Tugas yang Dikerjakan
1. Tuliskan semua kalimat tanya yang diawali kata "Bukankah" dalam kutipan tentang beban kerja dan prokrastinasi.
2. Kutip tanpa perubahan bagian kutipan tentang beban kerja dan prokrastinasi yang berada di antara "Sebuah riset mutakhir" dan "perilaku menunda pekerjaan.", termasuk kedua bagian itu.

Kutipan untuk Dibaca
____________________

Terlambat memulai tugas, menunda laporan, hingga mencari pelarian dalam kesibukan semu semuanya menjadi tanda bahwa ada sesuatu yang patah dalam cara kita memahami dan mengelola kerja. Pertanyaannya: apakah beban kerja yang kian membuncah menjadi biangnya?
Sebuah riset mutakhir Huda dkk dari Universitas 17 Agustus 1945 Samarinda, yang dimuat dalam Proyeksi: Jurnal Psikologi edisi April 2024, mencoba menjawab pertanyaan ini dengan pendekatan kuantitatif.
Penelitian yang melibatkan 121 karyawan dari sektor industri dan jasa di Samarinda itu menemukan bahwa beban kerja tidak memiliki pengaruh signifikan terhadap prokrastinasi (p = 0,095). Nilai R² yang hanya 0,037 menegaskan bahwa beban kerja hanya menjelaskan 3,7% variasi perilaku menunda pekerjaan.
Sekilas, temuan ini tampak kontraintuitif. Bukankah beban kerja yang berlebih membuat karyawan kewalahan dan cenderung menunda? Bukankah waktu yang tersita oleh terlalu banyak tugas menyebabkan pekerjaan tak kunjung selesai?
Bukankah logika produktivitas modern menyatakan bahwa semakin tinggi beban, semakin tinggi tekanan, dan semakin besar kemungkinan penundaan?
Tetapi barangkali di sinilah akar masalahnya. Kita terlalu percaya pada logika mekanistik dalam memahami manusia bekerja. Kita melihat pekerja sebagai entitas rasional yang bekerja seperti mesin; diberi beban, ditekan dengan waktu, dan diminta menghasilkan tanpa henti.
Padahal manusia bukan mesin. Mereka adalah makhluk psiko-sosial, dengan emosi, makna, dan subjektivitas. Maka, ketika sebuah studi menunjukkan tidak adanya hubungan signifikan antara beban kerja dan prokrastinasi, kita tidak semestinya berhenti pada angka. Kita justru harus menggali lebih dalam: apa yang sebenarnya sedang terjadi dalam ekosistem kerja kita?

____________________

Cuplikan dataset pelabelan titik
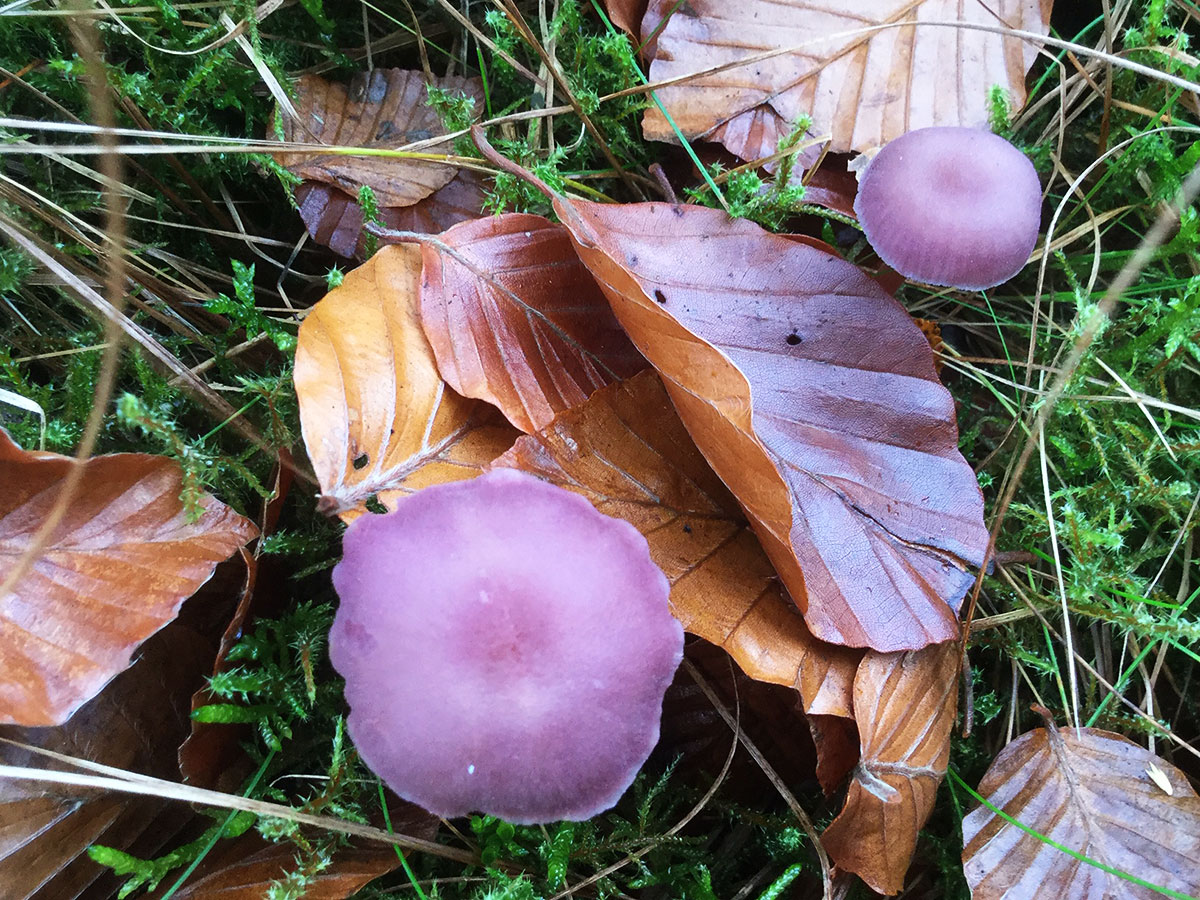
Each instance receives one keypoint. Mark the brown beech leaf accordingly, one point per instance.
(628, 453)
(905, 706)
(863, 89)
(516, 319)
(136, 723)
(115, 570)
(813, 395)
(335, 219)
(384, 108)
(1096, 793)
(376, 415)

____________________

Sebagai Jawaban
1.
1. Bukankah beban kerja yang berlebih membuat karyawan kewalahan dan cenderung menunda?
2. Bukankah waktu yang tersita oleh terlalu banyak tugas menyebabkan pekerjaan tak kunjung selesai?
3. Bukankah logika produktivitas modern menyatakan bahwa semakin tinggi beban, semakin tinggi tekanan, dan semakin besar kemungkinan penundaan?

2.
Sebuah riset mutakhir Huda dkk dari Universitas 17 Agustus 1945 Samarinda, yang dimuat dalam Proyeksi: Jurnal Psikologi edisi April 2024, mencoba menjawab pertanyaan ini dengan pendekatan kuantitatif.
Penelitian yang melibatkan 121 karyawan dari sektor industri dan jasa di Samarinda itu menemukan bahwa beban kerja tidak memiliki pengaruh signifikan terhadap prokrastinasi (p = 0,095). Nilai R² yang hanya 0,037 menegaskan bahwa beban kerja hanya menjelaskan 3,7% variasi perilaku menunda pekerjaan.